Output the line containing "# test: pointer returns one pin per instance of the woman" and all subsequent lines of the listing below, copied exactly, with no other lines.

DATA ENTRIES ->
━━━━━━━━━━━━━━━━━━━━━━━━━━━━━━
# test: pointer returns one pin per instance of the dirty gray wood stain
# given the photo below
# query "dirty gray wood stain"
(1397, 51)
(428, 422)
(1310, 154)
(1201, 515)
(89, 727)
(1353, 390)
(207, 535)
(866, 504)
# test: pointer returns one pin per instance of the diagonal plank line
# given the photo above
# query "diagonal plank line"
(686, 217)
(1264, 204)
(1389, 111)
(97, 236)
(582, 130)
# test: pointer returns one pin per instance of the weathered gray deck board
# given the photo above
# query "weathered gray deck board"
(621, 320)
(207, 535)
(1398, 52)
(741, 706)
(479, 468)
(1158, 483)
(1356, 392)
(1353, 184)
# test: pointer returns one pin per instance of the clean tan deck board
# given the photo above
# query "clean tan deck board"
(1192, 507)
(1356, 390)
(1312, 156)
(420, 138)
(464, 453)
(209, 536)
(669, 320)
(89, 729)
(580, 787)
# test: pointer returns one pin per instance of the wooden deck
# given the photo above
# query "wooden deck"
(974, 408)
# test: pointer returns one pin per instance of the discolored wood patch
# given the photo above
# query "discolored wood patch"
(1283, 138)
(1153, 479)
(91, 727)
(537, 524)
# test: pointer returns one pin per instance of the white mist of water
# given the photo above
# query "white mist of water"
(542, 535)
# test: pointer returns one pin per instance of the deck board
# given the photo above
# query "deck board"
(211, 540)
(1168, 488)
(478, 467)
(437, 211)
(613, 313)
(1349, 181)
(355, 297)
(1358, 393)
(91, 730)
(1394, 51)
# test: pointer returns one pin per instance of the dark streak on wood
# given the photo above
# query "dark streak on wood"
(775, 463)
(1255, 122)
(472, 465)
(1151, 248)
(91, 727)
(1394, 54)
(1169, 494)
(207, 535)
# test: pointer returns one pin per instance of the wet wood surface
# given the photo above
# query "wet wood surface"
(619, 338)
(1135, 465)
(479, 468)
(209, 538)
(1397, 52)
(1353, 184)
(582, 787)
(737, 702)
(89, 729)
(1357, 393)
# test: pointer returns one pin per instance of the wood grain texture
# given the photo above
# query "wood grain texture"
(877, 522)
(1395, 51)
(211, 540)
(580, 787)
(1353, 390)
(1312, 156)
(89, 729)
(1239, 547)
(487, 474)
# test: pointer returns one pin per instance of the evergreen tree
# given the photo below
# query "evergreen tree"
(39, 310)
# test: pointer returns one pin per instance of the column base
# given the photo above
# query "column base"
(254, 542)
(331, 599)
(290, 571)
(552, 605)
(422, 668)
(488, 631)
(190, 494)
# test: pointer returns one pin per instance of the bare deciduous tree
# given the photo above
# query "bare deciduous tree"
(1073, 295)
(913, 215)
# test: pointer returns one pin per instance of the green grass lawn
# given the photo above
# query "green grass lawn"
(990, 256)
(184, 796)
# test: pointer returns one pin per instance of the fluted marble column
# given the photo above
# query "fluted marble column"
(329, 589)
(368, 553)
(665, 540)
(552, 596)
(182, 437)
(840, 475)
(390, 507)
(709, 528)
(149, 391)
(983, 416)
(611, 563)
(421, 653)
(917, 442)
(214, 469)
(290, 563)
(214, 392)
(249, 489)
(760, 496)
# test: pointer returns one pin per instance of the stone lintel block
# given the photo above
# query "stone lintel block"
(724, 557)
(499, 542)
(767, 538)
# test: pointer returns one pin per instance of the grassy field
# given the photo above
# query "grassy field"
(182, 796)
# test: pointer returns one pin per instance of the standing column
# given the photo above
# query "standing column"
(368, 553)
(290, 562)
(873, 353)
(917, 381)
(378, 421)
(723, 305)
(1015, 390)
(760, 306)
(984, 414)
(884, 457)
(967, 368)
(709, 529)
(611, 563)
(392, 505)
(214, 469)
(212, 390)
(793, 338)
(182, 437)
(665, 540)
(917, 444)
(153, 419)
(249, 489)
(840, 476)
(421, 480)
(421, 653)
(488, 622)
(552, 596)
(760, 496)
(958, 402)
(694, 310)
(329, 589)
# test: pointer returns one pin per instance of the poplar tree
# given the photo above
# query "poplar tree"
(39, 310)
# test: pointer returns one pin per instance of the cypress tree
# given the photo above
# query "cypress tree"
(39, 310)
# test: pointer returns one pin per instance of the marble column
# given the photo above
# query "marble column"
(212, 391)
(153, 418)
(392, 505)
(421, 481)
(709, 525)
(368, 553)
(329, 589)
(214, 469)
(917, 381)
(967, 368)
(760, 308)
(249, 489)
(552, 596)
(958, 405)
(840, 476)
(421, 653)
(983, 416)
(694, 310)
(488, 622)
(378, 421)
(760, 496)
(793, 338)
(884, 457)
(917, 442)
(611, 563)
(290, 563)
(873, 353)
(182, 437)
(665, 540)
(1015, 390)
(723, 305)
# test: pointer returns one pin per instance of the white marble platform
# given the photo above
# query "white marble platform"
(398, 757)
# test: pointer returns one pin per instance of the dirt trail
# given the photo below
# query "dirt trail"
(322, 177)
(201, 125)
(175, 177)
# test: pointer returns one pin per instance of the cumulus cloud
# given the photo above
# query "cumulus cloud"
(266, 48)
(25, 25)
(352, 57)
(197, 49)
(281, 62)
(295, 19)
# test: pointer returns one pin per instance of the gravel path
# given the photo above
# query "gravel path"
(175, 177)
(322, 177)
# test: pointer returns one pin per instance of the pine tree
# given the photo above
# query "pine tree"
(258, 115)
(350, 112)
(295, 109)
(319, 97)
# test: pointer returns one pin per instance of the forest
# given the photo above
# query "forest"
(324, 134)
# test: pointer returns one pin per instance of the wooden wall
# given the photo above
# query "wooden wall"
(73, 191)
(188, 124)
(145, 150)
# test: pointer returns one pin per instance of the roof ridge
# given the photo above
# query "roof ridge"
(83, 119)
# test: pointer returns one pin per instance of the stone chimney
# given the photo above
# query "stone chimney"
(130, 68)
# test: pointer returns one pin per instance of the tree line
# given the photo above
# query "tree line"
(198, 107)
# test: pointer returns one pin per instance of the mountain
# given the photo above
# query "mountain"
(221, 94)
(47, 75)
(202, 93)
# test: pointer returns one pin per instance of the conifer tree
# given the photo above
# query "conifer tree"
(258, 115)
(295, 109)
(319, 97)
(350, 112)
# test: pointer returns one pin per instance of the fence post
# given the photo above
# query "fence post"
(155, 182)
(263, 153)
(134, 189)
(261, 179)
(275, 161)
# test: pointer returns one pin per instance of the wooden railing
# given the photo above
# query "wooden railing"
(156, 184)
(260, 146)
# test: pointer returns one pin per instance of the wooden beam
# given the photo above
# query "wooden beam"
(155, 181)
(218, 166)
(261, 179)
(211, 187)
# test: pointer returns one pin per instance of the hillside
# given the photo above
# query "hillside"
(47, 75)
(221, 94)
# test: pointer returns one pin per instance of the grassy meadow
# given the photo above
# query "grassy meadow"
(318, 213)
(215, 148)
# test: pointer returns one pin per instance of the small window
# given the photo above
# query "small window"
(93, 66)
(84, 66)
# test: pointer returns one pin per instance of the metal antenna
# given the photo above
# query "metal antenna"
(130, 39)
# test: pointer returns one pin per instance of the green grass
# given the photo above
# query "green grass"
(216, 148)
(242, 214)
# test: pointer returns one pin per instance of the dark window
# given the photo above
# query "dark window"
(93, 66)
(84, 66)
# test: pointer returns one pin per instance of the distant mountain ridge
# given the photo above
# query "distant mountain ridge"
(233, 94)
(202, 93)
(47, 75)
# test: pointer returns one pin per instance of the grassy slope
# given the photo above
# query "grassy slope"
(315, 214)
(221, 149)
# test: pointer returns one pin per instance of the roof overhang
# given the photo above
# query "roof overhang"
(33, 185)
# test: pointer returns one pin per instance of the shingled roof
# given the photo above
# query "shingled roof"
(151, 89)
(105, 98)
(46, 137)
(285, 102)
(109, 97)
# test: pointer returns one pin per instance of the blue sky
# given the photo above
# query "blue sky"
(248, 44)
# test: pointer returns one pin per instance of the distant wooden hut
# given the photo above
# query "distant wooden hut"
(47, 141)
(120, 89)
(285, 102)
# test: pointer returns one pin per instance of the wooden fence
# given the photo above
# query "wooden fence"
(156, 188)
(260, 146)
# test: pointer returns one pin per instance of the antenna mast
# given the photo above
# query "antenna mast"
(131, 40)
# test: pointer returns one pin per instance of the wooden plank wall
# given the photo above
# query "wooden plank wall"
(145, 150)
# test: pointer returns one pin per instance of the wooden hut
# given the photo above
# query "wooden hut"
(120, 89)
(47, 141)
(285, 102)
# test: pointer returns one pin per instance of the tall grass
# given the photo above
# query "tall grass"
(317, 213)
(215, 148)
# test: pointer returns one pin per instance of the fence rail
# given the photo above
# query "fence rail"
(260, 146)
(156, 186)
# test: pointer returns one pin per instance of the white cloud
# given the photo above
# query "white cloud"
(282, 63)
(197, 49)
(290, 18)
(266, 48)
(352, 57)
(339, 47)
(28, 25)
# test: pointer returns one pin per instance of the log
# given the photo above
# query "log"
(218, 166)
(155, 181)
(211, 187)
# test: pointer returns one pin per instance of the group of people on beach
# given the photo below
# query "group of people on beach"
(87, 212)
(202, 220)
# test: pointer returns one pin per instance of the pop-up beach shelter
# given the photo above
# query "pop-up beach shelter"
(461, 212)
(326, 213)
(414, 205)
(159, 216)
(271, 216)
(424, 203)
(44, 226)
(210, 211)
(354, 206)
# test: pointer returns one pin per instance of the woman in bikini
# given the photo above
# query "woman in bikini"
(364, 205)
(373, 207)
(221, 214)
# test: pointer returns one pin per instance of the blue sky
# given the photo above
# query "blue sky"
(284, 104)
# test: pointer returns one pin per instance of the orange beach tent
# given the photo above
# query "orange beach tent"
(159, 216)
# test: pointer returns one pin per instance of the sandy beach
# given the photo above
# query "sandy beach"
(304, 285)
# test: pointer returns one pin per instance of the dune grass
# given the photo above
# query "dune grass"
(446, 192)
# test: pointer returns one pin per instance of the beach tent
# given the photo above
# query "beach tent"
━━━━━━━━━━━━━━━━━━━━━━━━━━━━━━
TASK RESULT ->
# test: pointer returns one pin per instance of the woman in bikini
# given the photo above
# query "woman in bikini"
(364, 205)
(373, 207)
(221, 214)
# test: pointer returns one pin per instance of the blue sky
# given the photo above
# query "blue sky"
(284, 104)
# test: pointer returns one pin per instance of the orange beach tent
# given the photo above
# query "orange beach tent"
(159, 216)
# test: pointer returns one pin per instance of the sandy beach
# given the photo above
# query "sandy beach"
(304, 285)
# test: pointer returns one pin per instance of the dune grass
# given the photo above
# query "dune grass"
(446, 192)
# test: pointer returns one pin per instance of the beach tent
# given the photo above
# query "beach tent"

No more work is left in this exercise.